-- start Article --
CSE 312 Notes

1. Counting
2. Conditional Love
3. Expectation and Variance
4. Discrete Zoo
5. Continuous Probability Distributions
6. Joint Distributions
- 6.1. Marginal Distribution
- 6.2. Covariance
7. Tail Bounds

These are Mark Polyakov's notes from taking CSE 312, Foundations of Computing II, at the University of Washington during Spring 2021.

1 Counting

I'll list even the really common rules here, just so that it can serve as a nice "database" to look through when unsure how to solve a problem.

1.1 Factorials

Number of permutations of n elements: n!

1.2 Permutations ("Pick")

How many ways to pick k elements from a set of n elements, if order does matter. n!/(n-k)!

1.3 Combinations ("Choose")
-- end Article --
> **Brief 1**
Write out the CSE 312 notes word for word, starting at "These are Mark" up to and including "does matter. n!/(n-k)!".
> **Brief 2**
Continue the CSE 312 notes from the point where they stop.
The records have no connection to the CSE 312 notes.
-- start Stored data --
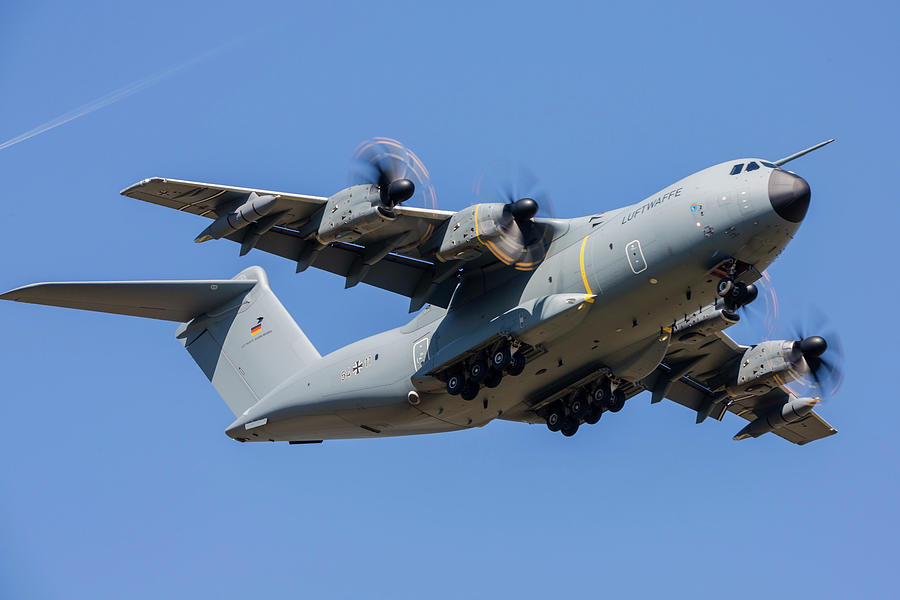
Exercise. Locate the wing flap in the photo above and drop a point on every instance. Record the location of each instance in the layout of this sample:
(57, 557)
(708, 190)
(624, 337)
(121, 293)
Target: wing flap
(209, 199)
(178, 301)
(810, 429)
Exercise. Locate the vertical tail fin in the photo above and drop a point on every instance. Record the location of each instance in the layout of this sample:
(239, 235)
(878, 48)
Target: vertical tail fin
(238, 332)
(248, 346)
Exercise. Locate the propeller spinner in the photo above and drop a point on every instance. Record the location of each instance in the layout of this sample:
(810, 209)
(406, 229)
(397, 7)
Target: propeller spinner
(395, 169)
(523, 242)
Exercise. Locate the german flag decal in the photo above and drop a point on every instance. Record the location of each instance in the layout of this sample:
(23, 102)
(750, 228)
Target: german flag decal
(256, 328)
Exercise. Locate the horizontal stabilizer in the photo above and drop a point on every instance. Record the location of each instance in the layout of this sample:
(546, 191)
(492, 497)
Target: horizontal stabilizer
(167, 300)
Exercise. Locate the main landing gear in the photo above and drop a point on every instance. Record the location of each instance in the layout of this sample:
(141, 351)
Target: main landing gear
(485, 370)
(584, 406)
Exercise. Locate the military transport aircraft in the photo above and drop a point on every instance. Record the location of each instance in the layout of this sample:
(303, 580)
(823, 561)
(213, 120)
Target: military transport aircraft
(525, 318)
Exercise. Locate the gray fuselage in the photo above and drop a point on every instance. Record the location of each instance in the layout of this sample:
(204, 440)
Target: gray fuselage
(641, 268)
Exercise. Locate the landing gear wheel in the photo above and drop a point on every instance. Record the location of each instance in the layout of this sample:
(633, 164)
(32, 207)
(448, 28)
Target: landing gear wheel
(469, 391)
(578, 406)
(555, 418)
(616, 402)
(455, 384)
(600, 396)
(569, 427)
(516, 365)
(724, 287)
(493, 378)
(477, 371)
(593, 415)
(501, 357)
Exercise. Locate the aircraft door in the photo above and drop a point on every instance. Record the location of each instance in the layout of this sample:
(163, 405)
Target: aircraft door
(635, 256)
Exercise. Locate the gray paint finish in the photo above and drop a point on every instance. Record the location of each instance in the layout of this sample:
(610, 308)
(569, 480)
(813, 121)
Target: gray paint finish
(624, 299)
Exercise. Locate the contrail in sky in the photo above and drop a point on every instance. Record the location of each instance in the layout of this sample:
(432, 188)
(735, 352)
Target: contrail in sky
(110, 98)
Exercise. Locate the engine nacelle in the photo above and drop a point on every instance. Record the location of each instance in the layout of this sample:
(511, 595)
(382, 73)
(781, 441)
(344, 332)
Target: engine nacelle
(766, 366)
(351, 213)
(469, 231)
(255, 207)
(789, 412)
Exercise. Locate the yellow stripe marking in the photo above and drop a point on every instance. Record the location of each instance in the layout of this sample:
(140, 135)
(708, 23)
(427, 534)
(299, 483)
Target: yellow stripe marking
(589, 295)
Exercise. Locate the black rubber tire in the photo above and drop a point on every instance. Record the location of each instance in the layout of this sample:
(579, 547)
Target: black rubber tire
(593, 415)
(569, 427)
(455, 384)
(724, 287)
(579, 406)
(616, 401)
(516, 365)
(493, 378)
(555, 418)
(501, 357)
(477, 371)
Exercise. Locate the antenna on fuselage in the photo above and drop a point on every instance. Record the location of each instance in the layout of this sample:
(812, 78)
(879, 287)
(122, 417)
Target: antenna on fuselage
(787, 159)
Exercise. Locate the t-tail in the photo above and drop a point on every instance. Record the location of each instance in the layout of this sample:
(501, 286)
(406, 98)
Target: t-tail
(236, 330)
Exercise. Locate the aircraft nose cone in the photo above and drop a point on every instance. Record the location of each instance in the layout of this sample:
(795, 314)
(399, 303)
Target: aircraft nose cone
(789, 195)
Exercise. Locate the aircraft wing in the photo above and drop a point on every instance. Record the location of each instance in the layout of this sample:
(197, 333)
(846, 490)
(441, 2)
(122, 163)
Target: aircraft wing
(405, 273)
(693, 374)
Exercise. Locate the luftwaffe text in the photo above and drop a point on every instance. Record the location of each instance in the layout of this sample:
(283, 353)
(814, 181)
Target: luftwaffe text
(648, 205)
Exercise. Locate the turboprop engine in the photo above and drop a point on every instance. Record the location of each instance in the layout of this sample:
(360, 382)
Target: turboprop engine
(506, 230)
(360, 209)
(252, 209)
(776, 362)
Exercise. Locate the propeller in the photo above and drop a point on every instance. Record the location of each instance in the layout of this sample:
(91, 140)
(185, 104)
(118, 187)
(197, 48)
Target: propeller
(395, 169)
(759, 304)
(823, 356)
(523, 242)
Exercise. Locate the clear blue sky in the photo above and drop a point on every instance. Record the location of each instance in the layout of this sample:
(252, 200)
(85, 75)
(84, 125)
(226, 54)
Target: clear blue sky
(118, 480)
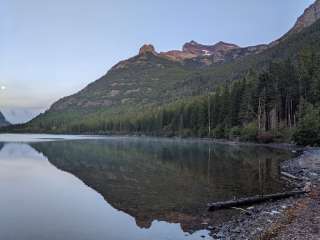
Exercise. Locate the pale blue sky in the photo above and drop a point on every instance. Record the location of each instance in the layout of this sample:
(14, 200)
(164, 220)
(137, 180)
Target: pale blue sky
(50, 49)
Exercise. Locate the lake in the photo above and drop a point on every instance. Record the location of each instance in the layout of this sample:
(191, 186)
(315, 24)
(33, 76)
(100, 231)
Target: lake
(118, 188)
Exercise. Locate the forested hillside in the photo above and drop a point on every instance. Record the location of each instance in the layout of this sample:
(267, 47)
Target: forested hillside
-- end Stored data --
> **Reply 1**
These are Mark Polyakov's notes from taking CSE 312, Foundations of Computing II, at the University of Washington during Spring 2021.

1 Counting

I'll list even the really common rules here, just so that it can serve as a nice "database" to look through when unsure how to solve a problem.

1.1 Factorials

Number of permutations of n elements: n!

1.2 Permutations ("Pick")

How many ways to pick k elements from a set of n elements, if order does matter. n!/(n-k)!

> **Reply 2**
Number of ways to choose k elements from a set of n elements, if order does not matter. Like pick, but divide by number of permutations of the chosen elements, ie n!/((n-k)!k!)

1.4 Subsets whose order does not matter (Multinomial Coefficients)

Eg, how many ways are there to pick two s-es and two t-s from Massachusetts (order does matter, we get to change order if we want)? We must divide by 2!2! instead of 4!, to account for that relative order between the s-es and the t-s does matter.

1.5 Pascal's Rule

$\binom{n}{k}=\binom{n-1}{k-1}+\binom{n-1}{k}$. Looking at the first element of a set of n elements, there are two options:

We include the first element in the chosen set of size k. Then, we must pick k-1 elements from the rest of the original set of size n, hence $\binom{n-1}{k-1}$.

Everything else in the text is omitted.